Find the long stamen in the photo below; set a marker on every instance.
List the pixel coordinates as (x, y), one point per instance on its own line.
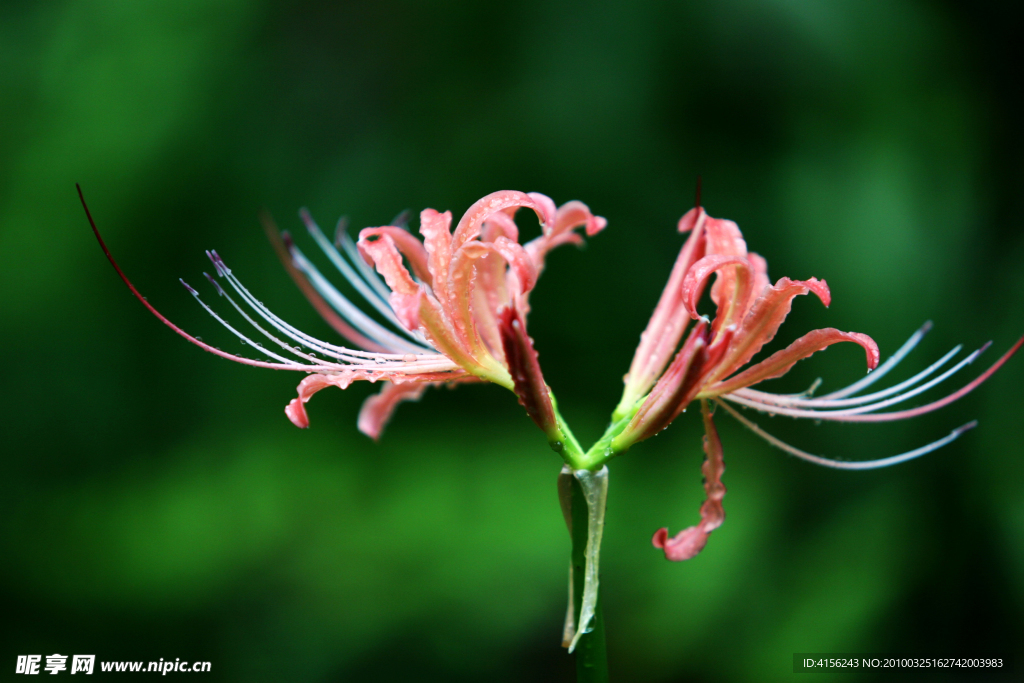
(178, 331)
(285, 328)
(418, 366)
(372, 296)
(777, 399)
(854, 414)
(350, 311)
(285, 345)
(882, 370)
(370, 274)
(245, 339)
(842, 464)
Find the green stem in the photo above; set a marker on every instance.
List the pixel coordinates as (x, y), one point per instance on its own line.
(592, 660)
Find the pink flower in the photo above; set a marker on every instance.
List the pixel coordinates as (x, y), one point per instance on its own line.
(458, 316)
(712, 365)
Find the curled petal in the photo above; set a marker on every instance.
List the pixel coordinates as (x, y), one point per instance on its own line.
(296, 409)
(689, 542)
(674, 391)
(522, 264)
(763, 321)
(572, 214)
(500, 224)
(668, 323)
(380, 248)
(436, 230)
(724, 238)
(778, 364)
(528, 381)
(378, 409)
(411, 248)
(693, 218)
(698, 273)
(310, 384)
(471, 223)
(759, 278)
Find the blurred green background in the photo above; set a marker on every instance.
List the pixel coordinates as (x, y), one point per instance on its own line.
(157, 503)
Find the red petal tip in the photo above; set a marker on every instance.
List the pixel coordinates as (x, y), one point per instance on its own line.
(296, 412)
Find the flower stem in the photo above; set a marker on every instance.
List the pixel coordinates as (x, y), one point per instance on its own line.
(592, 662)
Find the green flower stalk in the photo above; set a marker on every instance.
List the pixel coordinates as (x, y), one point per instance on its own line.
(455, 308)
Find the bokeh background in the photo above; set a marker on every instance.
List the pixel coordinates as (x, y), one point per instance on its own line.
(157, 503)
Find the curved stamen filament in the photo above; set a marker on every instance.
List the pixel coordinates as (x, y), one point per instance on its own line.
(375, 298)
(850, 415)
(290, 331)
(369, 273)
(350, 311)
(882, 370)
(777, 399)
(842, 464)
(245, 339)
(285, 345)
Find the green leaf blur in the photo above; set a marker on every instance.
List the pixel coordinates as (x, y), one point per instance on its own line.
(157, 503)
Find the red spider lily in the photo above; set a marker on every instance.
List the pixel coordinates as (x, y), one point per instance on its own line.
(460, 316)
(712, 364)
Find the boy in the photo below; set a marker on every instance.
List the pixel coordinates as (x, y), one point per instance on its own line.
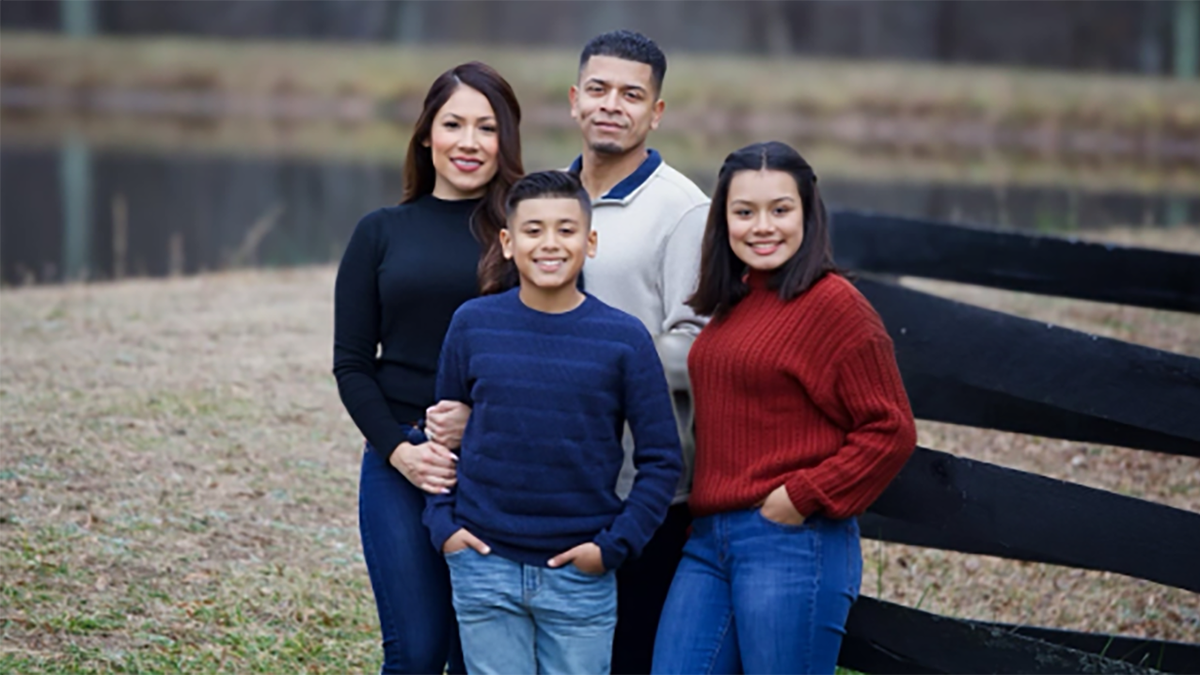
(534, 530)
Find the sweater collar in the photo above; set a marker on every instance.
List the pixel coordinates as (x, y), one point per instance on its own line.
(628, 187)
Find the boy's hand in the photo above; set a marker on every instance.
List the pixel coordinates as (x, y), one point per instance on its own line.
(445, 423)
(585, 556)
(465, 539)
(429, 466)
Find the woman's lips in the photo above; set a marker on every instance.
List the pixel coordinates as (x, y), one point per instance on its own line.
(467, 166)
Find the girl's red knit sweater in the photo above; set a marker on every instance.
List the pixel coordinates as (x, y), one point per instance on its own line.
(802, 393)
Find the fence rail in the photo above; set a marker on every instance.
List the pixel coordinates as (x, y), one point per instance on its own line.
(1012, 261)
(979, 368)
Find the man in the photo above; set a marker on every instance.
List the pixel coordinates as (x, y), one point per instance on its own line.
(651, 220)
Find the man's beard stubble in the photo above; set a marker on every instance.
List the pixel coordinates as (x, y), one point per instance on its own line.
(607, 148)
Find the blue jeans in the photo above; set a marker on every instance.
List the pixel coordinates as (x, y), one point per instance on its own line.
(409, 579)
(767, 597)
(526, 620)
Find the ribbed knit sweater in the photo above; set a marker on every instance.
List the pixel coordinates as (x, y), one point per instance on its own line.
(802, 393)
(550, 395)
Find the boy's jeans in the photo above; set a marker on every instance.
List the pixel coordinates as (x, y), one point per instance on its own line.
(527, 620)
(760, 597)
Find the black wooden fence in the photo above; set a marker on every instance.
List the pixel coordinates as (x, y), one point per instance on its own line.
(969, 365)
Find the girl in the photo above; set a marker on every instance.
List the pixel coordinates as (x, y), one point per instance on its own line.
(405, 272)
(801, 423)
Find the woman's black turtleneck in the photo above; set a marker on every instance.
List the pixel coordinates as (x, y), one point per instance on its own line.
(403, 274)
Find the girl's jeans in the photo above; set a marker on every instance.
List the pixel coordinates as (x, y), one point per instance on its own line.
(755, 595)
(409, 578)
(523, 619)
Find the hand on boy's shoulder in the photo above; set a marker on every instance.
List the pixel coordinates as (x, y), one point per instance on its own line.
(585, 556)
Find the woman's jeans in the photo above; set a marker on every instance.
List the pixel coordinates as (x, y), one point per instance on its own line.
(523, 619)
(771, 597)
(409, 578)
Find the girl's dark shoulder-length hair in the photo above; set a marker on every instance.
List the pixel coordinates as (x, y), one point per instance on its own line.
(420, 177)
(721, 273)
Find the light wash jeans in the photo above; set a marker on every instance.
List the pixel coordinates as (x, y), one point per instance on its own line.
(520, 619)
(757, 596)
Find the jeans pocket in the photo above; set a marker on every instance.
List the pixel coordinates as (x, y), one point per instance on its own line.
(784, 526)
(459, 553)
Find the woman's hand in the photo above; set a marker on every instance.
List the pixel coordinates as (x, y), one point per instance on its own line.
(445, 422)
(463, 539)
(430, 466)
(779, 508)
(585, 556)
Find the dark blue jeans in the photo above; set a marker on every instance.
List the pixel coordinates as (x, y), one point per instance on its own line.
(754, 593)
(409, 579)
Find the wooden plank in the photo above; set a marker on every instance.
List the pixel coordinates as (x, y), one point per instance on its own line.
(888, 639)
(1182, 658)
(943, 501)
(981, 368)
(1049, 266)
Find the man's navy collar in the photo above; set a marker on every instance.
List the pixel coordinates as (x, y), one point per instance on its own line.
(633, 181)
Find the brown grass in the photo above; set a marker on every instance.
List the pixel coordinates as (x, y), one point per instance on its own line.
(178, 484)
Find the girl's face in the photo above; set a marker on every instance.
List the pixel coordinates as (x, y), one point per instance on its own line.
(766, 217)
(465, 143)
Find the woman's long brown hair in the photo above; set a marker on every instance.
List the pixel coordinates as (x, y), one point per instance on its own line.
(495, 273)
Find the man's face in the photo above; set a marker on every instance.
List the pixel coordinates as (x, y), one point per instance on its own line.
(616, 105)
(549, 239)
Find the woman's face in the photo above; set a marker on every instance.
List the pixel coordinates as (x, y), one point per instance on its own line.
(766, 217)
(465, 142)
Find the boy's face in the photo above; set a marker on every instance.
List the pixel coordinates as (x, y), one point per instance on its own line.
(549, 239)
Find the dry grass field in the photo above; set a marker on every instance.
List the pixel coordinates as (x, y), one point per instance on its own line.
(178, 483)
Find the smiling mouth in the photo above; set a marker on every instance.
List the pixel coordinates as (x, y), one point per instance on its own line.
(466, 165)
(766, 248)
(550, 264)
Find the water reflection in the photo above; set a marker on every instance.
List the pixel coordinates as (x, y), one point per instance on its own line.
(81, 211)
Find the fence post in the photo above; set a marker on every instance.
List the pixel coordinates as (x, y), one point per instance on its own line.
(78, 17)
(75, 175)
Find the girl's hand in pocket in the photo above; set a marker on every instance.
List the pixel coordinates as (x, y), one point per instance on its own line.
(779, 508)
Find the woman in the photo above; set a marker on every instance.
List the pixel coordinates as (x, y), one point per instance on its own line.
(405, 272)
(801, 423)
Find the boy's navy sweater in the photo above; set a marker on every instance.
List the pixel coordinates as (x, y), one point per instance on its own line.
(550, 395)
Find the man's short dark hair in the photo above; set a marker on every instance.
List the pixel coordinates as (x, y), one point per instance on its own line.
(549, 185)
(629, 46)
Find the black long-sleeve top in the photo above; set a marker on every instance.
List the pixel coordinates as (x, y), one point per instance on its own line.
(403, 274)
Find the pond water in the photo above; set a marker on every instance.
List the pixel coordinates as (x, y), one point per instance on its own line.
(75, 209)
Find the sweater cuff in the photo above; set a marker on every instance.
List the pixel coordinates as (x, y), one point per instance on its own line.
(804, 495)
(610, 555)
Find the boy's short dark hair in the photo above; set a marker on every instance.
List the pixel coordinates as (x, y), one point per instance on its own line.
(629, 46)
(549, 185)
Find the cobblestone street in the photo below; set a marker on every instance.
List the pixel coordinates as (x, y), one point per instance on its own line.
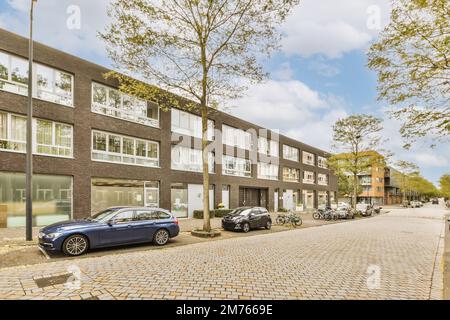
(391, 256)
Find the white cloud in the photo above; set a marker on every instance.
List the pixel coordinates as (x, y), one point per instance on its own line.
(294, 109)
(50, 24)
(323, 68)
(331, 27)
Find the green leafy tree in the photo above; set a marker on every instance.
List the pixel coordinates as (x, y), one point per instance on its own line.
(358, 139)
(412, 59)
(405, 170)
(202, 50)
(444, 183)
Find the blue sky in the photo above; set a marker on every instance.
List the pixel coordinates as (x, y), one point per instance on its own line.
(317, 77)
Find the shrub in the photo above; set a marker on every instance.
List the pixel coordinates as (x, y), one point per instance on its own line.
(198, 214)
(219, 213)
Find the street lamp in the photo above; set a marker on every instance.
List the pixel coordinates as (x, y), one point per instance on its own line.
(29, 157)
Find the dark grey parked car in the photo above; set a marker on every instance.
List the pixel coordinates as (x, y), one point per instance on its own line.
(247, 218)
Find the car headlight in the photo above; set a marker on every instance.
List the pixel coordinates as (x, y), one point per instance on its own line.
(53, 235)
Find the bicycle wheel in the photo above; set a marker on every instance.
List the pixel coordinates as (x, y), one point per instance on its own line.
(297, 222)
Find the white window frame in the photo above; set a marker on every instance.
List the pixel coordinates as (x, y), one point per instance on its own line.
(322, 162)
(308, 158)
(322, 179)
(235, 137)
(133, 116)
(307, 179)
(22, 89)
(268, 147)
(191, 152)
(267, 167)
(236, 163)
(9, 132)
(288, 178)
(192, 120)
(35, 144)
(121, 154)
(34, 137)
(288, 153)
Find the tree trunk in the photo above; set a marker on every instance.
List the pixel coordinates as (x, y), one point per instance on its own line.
(206, 215)
(355, 190)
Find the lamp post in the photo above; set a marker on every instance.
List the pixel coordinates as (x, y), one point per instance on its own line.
(29, 156)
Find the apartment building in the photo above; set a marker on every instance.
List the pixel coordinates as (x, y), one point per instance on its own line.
(95, 147)
(392, 186)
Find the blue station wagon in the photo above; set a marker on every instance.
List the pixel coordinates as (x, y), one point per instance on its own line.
(111, 227)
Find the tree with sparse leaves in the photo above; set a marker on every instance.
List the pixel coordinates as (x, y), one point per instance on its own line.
(405, 170)
(357, 139)
(412, 59)
(202, 50)
(444, 183)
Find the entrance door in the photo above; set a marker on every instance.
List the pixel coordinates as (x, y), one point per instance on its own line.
(252, 197)
(195, 198)
(288, 199)
(151, 194)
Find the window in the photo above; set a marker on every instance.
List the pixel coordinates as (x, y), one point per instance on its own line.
(322, 179)
(308, 177)
(53, 138)
(13, 132)
(236, 137)
(291, 174)
(308, 158)
(49, 84)
(106, 193)
(113, 103)
(322, 162)
(124, 217)
(290, 153)
(268, 147)
(267, 171)
(365, 180)
(51, 195)
(111, 147)
(190, 124)
(236, 166)
(50, 138)
(54, 85)
(187, 159)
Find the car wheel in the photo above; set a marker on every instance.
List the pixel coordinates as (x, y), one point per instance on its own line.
(161, 237)
(75, 245)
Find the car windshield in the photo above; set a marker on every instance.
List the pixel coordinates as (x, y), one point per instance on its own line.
(104, 215)
(241, 211)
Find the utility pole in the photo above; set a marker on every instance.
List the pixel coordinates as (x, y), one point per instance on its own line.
(29, 156)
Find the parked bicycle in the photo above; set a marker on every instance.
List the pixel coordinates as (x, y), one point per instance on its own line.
(292, 218)
(325, 214)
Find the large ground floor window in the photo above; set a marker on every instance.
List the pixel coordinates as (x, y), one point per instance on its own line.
(186, 198)
(51, 194)
(322, 199)
(107, 193)
(308, 199)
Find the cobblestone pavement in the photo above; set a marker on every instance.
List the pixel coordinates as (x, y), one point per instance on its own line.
(391, 256)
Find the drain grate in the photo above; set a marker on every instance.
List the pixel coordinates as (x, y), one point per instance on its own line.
(51, 281)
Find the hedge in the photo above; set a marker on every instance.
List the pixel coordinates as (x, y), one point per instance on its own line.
(216, 213)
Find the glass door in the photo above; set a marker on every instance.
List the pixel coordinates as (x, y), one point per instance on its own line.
(151, 194)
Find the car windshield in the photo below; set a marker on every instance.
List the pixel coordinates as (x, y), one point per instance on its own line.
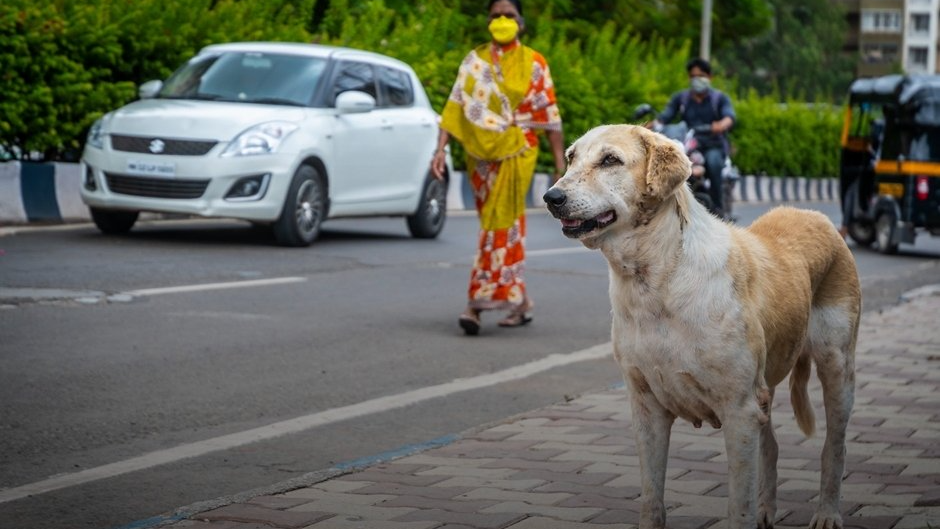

--*--

**WHAT THE TASK ASKS:**
Copy the stretch from the line containing "Find the utility" through the end of the entries, swapping "hedge" for "shrub" and keeping everything else the same. Leave the pictures out.

**OUTPUT FOR THIS TASK:**
Find the utility pole in the photo above; set a marker on every instance.
List the pixel coordinates as (x, y), one point per instance on its own line.
(29, 156)
Find the parked bicycle in the photo above; set a marker on every instance.
List the pixel coordinates as (x, y), one point per instance on its own line.
(292, 218)
(325, 214)
Find the large ground floor window in the photo above; set a marker on every instance.
List the pixel coordinates as (x, y), one point per instance on its own line.
(186, 198)
(51, 194)
(322, 199)
(107, 193)
(308, 199)
Find the cobblestone pavement in the photo above; set a marker on every instance.
List the pixel coordinates as (x, y), one point per instance on its own line.
(391, 256)
Find the drain grate in the photo above; set a marker on every instance.
List the pixel coordinates as (x, y), one point per instance on its own line.
(51, 281)
Find the shrub in the photo above; set a marker on every instance.
List the pixel coordinates as (x, y), one point per instance on its own line.
(216, 213)
Find the glass door in the photo above; set a marker on every instance.
List the pixel coordinates as (x, y), one point per instance on its own line.
(151, 194)
Find the car windshield in the photo below; set a marker on every instance.
List the pixel coordinates as (x, y), one point per instance on its own line.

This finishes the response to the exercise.